→ STATED PROBLEM: Reproduce verbatim the lines of the items below, beginning with the first line and ending with the line that contains "220 249 L 222", both included.

→ SOURCE RECORDS:
--- BEGIN ---
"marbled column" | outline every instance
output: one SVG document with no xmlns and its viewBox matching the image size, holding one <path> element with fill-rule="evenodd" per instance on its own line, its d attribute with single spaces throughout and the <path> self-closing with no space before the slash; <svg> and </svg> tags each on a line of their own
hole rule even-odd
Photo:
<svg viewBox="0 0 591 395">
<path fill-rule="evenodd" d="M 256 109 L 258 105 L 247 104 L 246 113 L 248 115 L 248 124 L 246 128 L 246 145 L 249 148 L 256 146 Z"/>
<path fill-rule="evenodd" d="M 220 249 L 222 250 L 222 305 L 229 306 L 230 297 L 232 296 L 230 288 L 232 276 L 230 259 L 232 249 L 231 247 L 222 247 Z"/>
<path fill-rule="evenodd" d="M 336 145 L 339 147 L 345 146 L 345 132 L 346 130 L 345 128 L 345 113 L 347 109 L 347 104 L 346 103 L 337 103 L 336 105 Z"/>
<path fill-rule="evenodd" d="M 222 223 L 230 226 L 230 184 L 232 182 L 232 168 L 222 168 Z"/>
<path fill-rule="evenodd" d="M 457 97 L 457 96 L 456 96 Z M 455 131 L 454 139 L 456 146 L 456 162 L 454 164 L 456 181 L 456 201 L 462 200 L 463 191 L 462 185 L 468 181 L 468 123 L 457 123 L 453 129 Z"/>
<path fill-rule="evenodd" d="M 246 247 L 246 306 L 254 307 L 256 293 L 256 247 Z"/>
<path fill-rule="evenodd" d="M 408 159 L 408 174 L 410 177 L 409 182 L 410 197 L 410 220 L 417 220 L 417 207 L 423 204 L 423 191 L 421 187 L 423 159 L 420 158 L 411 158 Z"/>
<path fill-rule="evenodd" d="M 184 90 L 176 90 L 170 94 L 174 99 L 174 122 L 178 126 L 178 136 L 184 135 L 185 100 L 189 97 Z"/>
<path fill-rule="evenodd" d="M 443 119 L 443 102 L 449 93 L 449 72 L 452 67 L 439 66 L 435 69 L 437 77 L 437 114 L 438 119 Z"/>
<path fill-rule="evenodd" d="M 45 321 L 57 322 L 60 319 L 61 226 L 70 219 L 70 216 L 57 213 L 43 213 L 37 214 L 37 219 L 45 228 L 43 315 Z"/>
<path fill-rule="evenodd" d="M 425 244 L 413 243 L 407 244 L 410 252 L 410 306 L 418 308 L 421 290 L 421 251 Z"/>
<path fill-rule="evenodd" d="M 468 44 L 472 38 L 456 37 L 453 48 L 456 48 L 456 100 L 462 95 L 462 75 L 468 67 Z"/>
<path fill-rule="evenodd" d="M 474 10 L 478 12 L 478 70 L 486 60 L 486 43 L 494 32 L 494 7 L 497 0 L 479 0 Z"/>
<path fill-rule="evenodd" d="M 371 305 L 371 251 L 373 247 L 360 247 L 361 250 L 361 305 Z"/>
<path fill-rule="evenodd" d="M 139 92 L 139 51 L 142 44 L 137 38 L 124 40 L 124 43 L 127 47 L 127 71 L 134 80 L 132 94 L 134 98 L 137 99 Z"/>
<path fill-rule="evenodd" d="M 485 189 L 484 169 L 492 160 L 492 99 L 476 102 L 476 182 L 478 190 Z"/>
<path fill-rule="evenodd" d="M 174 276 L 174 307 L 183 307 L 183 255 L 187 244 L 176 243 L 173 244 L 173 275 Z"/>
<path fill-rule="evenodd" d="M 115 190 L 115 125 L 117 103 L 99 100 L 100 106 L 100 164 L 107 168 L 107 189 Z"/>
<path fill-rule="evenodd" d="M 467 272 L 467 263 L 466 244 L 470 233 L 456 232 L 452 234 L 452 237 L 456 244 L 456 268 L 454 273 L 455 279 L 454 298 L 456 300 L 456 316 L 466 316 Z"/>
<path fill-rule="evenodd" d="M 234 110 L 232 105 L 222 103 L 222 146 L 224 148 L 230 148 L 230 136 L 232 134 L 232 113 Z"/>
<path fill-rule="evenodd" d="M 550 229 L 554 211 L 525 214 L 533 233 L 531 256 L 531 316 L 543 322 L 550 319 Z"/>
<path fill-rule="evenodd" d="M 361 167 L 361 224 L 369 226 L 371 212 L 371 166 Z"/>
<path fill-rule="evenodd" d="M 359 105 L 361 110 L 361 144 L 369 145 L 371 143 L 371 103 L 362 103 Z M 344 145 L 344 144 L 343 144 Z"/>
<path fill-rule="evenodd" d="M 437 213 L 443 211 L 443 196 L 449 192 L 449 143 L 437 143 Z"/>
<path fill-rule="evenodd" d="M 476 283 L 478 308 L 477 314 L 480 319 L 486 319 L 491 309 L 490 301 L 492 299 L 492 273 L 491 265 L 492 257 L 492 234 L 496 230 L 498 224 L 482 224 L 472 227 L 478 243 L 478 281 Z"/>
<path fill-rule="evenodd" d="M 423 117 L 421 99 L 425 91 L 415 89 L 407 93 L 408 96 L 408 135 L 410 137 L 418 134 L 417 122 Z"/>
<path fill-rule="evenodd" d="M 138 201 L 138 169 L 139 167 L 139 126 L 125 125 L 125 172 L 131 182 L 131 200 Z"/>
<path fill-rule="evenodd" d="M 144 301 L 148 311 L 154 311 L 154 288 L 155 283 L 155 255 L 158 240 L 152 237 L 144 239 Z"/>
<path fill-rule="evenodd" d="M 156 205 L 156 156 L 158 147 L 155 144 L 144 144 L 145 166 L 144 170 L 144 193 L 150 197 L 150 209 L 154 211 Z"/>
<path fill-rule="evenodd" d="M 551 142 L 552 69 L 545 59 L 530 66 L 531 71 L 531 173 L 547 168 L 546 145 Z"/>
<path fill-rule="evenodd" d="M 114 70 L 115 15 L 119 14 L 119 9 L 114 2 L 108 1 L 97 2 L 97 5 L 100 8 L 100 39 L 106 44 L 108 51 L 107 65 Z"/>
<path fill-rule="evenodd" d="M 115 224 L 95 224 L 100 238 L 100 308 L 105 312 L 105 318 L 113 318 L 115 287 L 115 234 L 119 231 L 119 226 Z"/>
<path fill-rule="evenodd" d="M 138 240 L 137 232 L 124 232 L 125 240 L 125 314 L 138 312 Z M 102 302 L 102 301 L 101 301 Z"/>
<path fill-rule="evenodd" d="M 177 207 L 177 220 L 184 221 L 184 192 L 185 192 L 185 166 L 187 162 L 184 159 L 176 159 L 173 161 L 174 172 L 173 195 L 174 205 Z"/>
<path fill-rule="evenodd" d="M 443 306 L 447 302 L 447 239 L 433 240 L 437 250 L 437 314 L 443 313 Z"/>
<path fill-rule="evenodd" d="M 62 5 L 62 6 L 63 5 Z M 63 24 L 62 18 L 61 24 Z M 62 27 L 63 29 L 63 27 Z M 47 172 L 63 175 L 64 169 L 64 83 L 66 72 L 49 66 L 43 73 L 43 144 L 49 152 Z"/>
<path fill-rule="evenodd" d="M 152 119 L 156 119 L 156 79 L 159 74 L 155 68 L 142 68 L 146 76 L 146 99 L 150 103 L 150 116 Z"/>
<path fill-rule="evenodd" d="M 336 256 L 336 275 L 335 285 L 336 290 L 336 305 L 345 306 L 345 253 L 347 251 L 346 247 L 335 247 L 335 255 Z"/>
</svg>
--- END ---
→ ANSWER TO THE PROBLEM:
"marbled column" | outline every instance
output: one SVG document with no xmlns and its viewBox matching the image size, holding one <path> element with fill-rule="evenodd" per instance on its own line, its d attribute with single spaces throughout and the <path> self-closing with no space before the slash; <svg> and </svg> tags each on a line of their own
hole rule even-odd
Photo:
<svg viewBox="0 0 591 395">
<path fill-rule="evenodd" d="M 256 109 L 258 105 L 247 104 L 246 113 L 248 115 L 248 124 L 246 128 L 246 145 L 249 148 L 256 146 Z"/>
<path fill-rule="evenodd" d="M 220 249 L 222 250 L 222 305 L 229 306 L 230 297 L 232 296 L 230 288 L 232 276 L 230 259 L 232 249 L 231 247 L 222 247 Z"/>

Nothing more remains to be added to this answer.